----- Quoted passage

This week's reads feature:

1. Economist Mohamed A. El-Erian and Michael Spence discuss how a disproportionate share of the health and economic burden has fallen on those least able to bear it.

"Long-term damage to people and to the economy accumulates as time passes, and it becomes even more costly to reverse. ... The damage will fall disproportionately on poorer households, which in turn will consume less and slow the revival of demand and hence the pace of recovery. "

The Great Unequalizer: The Pandemic Is Compounding Disparities in Income, Wealth, and Opportunity

2. The wealth gap between races has compounded in the United States over generations.

How Big is the Racial Wealth Gap?

3. African-Americans working in China face overt housing discrimination and are left to their own devices to fend against abuses by the Chinese government.

‘We Need Help’: Coronavirus Fuels Racism Against Black Americans in China

4. Companies’ interactions with their communities affect their ESG score (a measure of a company’s social values) in the S&P 500.

How companies interact with their communities is noted in ESG scoring, index manager says

5. This is not a traditional news story, but a recording of the speech Tyrone Ross gave at the Inside ETFs conference earlier this year.  Mr. Ross tells the story of being advised to change his name to “Tyler” when he first started working on Wall Street and he urges all of us to do the work of helping those less fortunate than us. 

 A Life-Changing Story on Wall Street

Bonus: The Fed just released a new comic book, “A Story of Interest”.  It’s not half bad!

----------
----- Data extract

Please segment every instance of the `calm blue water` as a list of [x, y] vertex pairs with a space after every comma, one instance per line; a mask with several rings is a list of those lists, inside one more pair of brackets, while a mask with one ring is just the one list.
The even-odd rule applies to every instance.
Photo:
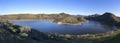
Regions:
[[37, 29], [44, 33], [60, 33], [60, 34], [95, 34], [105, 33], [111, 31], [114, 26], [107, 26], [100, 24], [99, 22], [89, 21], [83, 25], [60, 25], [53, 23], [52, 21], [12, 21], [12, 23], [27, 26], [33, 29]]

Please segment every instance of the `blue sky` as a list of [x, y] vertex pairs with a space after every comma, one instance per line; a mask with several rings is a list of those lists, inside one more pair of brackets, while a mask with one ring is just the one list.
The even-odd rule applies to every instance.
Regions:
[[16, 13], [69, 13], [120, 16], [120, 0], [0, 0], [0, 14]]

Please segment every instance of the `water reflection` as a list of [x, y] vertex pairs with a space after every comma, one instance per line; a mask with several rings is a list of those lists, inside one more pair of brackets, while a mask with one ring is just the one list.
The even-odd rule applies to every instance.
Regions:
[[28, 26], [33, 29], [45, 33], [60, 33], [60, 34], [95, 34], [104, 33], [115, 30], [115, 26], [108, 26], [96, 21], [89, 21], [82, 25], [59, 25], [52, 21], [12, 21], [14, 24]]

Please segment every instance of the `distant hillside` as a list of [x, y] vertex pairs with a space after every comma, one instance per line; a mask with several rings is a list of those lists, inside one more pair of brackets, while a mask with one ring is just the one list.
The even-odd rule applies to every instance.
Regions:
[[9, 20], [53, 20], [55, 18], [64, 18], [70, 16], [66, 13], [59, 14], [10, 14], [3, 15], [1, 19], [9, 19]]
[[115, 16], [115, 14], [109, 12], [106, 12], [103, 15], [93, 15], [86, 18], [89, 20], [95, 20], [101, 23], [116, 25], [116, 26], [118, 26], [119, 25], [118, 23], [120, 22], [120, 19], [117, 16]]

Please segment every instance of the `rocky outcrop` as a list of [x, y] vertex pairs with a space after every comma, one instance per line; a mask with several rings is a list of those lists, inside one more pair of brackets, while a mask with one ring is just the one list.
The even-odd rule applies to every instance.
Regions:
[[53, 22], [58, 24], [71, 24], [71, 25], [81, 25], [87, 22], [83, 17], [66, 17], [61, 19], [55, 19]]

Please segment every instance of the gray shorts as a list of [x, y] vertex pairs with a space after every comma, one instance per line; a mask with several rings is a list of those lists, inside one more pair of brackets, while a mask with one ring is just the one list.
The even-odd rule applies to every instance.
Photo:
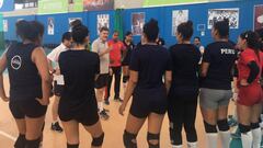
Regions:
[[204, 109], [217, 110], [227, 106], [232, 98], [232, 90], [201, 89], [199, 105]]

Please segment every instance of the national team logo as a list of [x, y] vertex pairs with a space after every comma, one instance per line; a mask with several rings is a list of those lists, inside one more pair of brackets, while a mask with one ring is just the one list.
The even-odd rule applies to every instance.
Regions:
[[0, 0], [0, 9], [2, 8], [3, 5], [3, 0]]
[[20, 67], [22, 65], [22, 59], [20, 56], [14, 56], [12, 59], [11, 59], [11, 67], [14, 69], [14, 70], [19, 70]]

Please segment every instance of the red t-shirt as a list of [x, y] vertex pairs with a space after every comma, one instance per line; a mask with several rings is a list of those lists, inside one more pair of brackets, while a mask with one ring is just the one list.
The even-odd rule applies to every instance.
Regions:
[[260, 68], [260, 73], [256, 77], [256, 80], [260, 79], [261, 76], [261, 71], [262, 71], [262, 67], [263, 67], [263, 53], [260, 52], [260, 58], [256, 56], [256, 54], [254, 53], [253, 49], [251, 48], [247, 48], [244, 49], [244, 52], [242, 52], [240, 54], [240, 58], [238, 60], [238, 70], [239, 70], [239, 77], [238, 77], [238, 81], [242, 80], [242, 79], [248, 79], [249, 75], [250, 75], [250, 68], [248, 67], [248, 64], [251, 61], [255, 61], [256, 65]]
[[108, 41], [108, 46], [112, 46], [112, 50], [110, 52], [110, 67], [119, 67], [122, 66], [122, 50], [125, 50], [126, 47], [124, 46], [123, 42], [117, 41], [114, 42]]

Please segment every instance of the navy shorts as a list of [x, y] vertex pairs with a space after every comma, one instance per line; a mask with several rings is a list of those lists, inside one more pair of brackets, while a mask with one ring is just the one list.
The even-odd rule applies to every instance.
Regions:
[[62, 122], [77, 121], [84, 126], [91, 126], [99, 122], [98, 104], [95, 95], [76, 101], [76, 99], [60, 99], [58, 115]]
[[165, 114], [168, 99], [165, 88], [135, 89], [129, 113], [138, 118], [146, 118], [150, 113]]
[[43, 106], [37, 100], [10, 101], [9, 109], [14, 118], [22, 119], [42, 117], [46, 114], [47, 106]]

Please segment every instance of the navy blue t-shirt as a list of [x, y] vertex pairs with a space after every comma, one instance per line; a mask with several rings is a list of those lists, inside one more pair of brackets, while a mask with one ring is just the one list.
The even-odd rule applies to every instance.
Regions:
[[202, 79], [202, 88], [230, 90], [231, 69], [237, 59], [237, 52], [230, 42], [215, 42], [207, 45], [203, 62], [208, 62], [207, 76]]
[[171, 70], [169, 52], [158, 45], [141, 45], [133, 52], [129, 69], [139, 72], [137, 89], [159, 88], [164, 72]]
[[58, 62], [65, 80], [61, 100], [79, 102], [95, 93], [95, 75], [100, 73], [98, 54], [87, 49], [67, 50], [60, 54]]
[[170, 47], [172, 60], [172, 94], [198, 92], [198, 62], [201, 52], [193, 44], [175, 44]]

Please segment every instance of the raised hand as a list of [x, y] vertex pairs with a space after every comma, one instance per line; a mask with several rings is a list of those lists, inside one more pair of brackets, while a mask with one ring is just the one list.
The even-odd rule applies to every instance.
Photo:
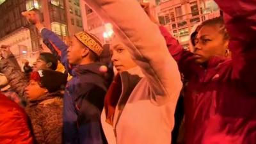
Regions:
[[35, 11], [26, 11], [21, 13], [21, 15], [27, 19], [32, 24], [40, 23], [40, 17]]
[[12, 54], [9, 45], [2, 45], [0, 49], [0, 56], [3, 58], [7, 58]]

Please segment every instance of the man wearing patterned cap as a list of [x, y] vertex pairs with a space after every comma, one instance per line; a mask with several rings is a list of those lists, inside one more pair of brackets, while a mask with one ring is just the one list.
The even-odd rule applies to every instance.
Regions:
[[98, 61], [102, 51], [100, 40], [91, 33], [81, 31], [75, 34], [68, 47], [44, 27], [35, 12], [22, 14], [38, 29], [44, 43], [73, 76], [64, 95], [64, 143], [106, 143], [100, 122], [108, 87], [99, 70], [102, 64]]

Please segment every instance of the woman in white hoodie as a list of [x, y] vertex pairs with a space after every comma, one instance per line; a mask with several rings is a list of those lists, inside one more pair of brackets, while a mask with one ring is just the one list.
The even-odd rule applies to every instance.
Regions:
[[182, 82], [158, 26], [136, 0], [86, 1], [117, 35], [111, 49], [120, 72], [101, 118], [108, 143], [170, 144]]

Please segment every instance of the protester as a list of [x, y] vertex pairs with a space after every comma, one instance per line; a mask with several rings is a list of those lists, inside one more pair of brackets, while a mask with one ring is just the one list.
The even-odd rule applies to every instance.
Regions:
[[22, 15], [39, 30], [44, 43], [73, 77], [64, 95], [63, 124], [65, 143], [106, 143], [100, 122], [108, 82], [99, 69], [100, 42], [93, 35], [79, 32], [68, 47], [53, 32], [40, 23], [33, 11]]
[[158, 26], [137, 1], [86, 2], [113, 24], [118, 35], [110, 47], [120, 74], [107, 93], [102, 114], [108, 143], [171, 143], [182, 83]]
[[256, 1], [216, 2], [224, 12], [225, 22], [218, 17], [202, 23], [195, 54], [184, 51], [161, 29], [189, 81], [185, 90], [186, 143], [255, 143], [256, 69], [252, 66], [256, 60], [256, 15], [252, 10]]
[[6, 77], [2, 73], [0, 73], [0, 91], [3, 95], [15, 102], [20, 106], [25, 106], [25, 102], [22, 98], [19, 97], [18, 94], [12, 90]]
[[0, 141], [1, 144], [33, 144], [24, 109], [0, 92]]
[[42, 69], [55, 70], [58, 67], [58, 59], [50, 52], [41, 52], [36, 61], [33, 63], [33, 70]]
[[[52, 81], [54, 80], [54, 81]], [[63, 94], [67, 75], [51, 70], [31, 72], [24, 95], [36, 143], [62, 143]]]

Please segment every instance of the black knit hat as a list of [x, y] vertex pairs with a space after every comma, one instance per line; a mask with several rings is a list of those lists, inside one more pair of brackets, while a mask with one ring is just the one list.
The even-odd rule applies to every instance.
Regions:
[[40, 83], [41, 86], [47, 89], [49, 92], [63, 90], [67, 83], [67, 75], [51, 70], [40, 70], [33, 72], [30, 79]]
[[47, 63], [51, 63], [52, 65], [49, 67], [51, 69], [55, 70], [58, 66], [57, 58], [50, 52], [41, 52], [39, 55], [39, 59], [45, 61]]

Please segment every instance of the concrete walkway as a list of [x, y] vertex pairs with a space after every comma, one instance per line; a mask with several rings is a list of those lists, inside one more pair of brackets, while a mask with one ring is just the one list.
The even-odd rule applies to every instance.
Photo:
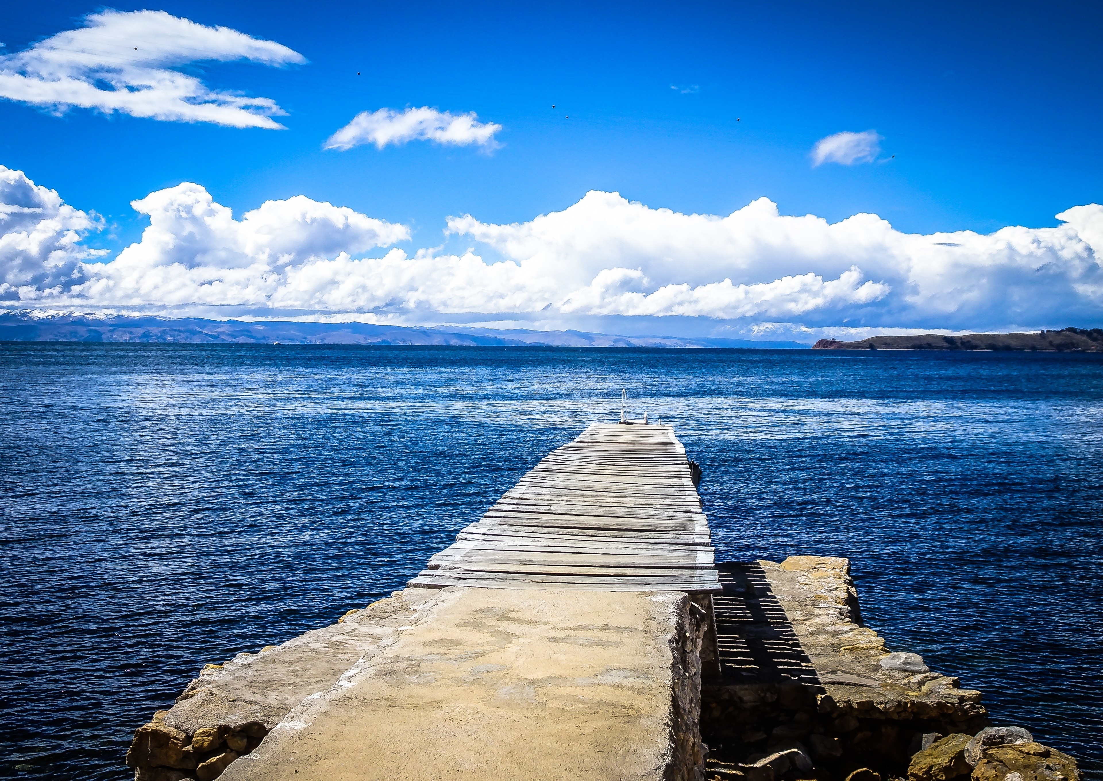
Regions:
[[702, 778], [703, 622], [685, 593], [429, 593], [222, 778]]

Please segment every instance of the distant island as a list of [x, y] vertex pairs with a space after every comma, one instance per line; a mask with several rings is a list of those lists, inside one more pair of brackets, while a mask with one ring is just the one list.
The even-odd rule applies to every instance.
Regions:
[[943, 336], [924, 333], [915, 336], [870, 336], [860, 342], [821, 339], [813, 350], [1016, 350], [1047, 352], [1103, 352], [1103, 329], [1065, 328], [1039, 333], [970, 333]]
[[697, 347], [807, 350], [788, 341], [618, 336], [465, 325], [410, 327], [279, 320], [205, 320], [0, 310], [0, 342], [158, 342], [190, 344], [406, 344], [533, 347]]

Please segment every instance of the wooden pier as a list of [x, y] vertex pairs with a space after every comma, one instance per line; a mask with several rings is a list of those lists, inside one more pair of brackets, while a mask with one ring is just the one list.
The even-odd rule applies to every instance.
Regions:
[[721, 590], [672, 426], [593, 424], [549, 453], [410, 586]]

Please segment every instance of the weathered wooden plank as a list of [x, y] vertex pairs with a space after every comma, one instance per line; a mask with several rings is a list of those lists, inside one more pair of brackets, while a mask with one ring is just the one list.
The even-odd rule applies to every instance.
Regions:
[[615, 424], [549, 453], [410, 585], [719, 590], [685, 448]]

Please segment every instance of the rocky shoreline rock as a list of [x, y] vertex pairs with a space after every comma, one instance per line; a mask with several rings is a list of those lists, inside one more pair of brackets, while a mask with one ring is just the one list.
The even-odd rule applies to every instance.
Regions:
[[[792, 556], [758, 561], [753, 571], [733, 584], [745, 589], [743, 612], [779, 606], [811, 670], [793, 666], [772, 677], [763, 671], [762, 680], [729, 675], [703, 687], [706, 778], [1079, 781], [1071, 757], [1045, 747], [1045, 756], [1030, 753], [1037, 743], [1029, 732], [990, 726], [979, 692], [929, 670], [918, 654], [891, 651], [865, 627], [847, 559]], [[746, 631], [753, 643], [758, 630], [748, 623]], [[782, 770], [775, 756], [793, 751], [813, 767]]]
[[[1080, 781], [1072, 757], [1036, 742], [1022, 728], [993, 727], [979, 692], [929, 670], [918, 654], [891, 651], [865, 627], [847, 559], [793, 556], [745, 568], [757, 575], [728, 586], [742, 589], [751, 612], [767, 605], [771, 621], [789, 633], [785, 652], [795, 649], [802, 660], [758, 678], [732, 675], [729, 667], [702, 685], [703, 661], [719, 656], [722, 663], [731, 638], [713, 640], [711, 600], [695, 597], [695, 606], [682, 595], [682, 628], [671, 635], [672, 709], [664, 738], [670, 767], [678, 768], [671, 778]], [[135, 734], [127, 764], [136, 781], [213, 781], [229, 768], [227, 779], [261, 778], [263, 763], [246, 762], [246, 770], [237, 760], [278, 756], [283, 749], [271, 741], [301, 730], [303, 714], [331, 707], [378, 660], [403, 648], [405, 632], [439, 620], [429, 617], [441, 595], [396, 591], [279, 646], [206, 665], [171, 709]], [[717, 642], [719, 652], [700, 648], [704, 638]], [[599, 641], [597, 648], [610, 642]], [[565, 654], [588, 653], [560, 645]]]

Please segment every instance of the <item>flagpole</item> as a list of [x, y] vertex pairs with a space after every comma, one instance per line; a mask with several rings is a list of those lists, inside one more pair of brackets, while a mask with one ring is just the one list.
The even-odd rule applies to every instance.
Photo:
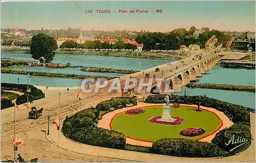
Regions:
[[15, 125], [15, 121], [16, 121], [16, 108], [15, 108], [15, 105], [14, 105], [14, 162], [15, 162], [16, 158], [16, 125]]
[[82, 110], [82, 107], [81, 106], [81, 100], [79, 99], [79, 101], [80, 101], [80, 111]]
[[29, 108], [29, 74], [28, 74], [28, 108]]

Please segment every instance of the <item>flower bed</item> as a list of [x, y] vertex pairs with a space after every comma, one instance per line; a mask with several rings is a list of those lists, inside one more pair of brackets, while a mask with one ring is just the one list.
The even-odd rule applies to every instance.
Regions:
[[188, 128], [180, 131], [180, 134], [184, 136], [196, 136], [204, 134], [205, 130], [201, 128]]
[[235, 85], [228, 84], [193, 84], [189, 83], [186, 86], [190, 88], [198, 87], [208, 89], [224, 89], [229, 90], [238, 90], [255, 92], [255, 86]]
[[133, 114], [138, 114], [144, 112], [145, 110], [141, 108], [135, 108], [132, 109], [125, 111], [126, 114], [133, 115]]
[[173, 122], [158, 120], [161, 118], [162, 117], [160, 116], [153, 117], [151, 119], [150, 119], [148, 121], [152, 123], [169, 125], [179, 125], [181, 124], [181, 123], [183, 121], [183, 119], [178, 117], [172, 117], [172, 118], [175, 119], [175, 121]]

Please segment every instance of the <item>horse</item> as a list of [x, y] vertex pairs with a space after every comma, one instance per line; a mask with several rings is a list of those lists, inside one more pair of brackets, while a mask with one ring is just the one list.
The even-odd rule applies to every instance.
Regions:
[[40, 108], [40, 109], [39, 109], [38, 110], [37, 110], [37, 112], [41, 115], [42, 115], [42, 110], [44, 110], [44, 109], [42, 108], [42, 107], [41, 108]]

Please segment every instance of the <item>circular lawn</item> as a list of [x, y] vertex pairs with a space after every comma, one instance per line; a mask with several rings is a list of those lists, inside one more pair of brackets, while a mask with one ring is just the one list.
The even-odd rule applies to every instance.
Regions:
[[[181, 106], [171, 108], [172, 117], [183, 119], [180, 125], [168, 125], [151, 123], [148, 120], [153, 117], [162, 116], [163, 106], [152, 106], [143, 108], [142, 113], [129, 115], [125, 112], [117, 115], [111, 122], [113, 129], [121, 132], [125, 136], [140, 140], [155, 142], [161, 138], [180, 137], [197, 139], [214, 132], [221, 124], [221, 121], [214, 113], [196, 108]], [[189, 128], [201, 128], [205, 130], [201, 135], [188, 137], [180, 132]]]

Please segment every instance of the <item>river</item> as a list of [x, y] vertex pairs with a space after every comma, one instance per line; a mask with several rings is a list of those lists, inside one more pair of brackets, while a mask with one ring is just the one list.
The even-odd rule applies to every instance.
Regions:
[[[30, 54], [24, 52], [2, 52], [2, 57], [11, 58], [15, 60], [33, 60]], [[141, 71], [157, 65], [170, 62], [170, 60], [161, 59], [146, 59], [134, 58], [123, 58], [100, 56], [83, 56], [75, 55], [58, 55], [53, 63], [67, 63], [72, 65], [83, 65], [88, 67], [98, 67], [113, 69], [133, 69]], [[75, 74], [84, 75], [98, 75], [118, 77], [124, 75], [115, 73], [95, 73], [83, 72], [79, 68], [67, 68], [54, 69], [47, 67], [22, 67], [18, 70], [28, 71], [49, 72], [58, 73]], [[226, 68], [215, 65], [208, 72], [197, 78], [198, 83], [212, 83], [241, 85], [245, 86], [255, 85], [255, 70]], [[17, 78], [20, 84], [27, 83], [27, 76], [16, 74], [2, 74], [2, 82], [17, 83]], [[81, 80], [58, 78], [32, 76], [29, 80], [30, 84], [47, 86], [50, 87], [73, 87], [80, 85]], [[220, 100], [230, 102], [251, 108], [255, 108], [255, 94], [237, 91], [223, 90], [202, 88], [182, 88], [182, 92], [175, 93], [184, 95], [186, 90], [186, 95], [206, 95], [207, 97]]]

----------

■ **Explore the material**
(A) Please list the title given for each of the five numbered reads in the reading list above.
(B) Answer these from the reading list:
(i) Who discusses how a disproportionate share of the health and economic burden has fallen on those least able to bear it?
(ii) What name was Tyrone Ross advised to use when he first started working on Wall Street?
(iii) What is the title of the comic book the Fed released?

■ **Answer section**
(A)
- The Great Unequalizer: The Pandemic Is Compounding Disparities in Income, Wealth, and Opportunity
- How Big is the Racial Wealth Gap?
- ‘We Need Help’: Coronavirus Fuels Racism Against Black Americans in China
- How companies interact with their communities is noted in ESG scoring, index manager says
- A Life-Changing Story on Wall Street

(B)
(i) Mohamed A. El-Erian and Michael Spence
(ii) “Tyler”
(iii) “A Story of Interest”